=== Vorgegebenes Material ===
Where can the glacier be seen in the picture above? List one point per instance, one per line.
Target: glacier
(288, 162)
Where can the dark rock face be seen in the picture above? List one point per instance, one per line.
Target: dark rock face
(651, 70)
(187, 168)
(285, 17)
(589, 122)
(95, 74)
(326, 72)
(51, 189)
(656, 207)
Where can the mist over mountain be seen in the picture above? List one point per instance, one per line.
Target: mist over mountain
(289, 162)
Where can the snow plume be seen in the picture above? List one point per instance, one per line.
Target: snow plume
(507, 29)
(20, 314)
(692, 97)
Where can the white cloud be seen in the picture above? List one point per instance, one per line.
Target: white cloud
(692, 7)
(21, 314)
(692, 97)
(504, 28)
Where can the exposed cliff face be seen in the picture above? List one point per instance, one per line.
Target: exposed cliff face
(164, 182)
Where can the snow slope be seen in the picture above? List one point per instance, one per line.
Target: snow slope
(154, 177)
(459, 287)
===
=== Vorgegebenes Material ===
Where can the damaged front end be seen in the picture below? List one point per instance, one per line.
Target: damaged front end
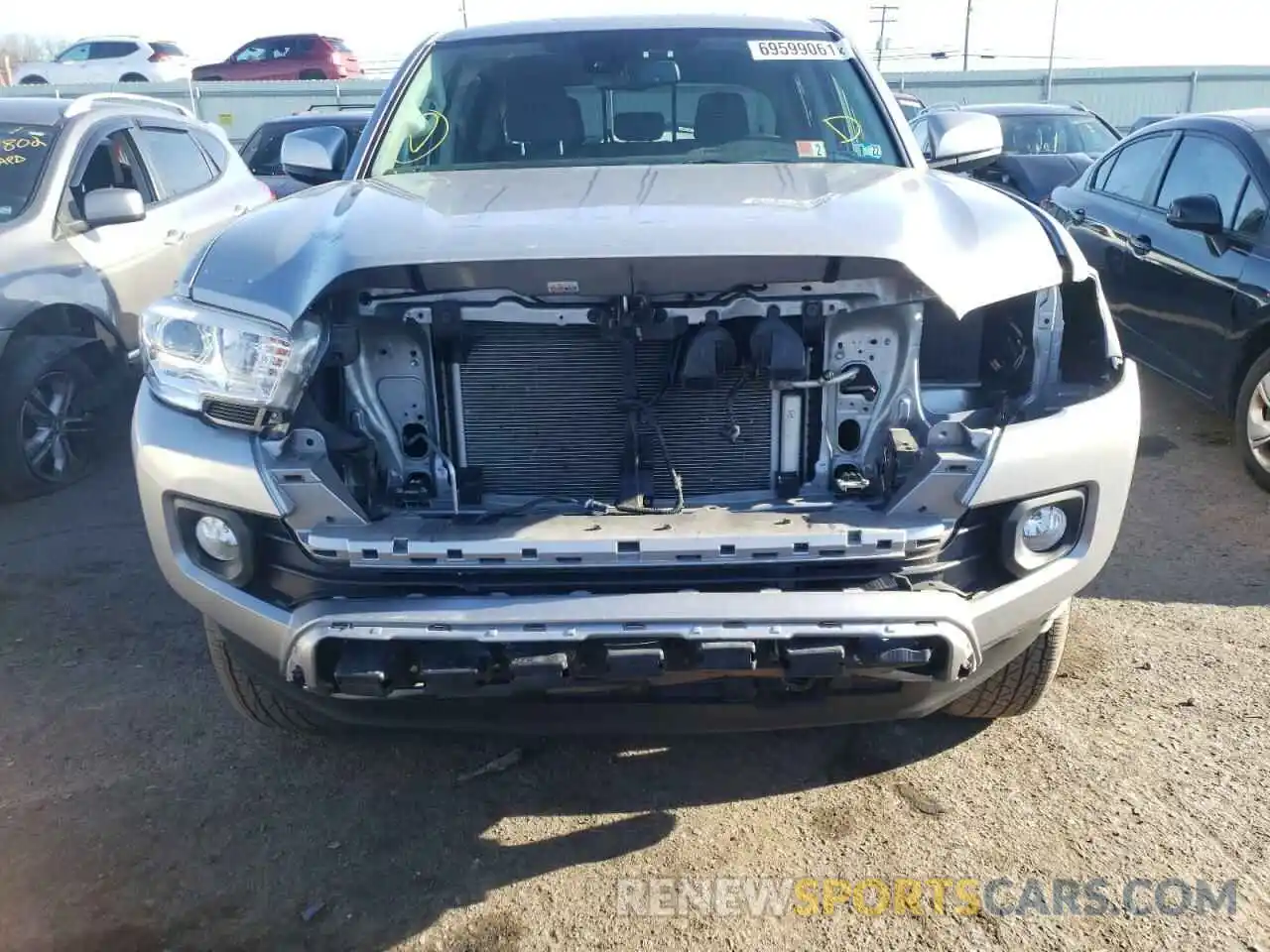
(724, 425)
===
Die Aufgabe -
Filtere aus den Einträgen oben alle Zeilen heraus, in denen das Wort „instance“ vorkommt.

Das Ergebnis -
Where can the glacier be seen in the picture above? List one point per instance, one per line.
Where can the dark rock face be seen in the picture above? List one point per instance, one per line.
Where can the mist over mountain be seen in the picture above? List one point per instance, one per line.
Where can the snow plume be seen in the picture above? List one point per instance, one per line.
Where can the white cloud be seen in the picture above? List one point per instance, one per line.
Where can the exposed cliff face be seen in the picture above? List one point per instance, one per line.
Where can the snow slope be seen in the picture above? List one point per instance, one per line.
Where can the damaged front end be seen in the picture below? List one point per instance, one per line.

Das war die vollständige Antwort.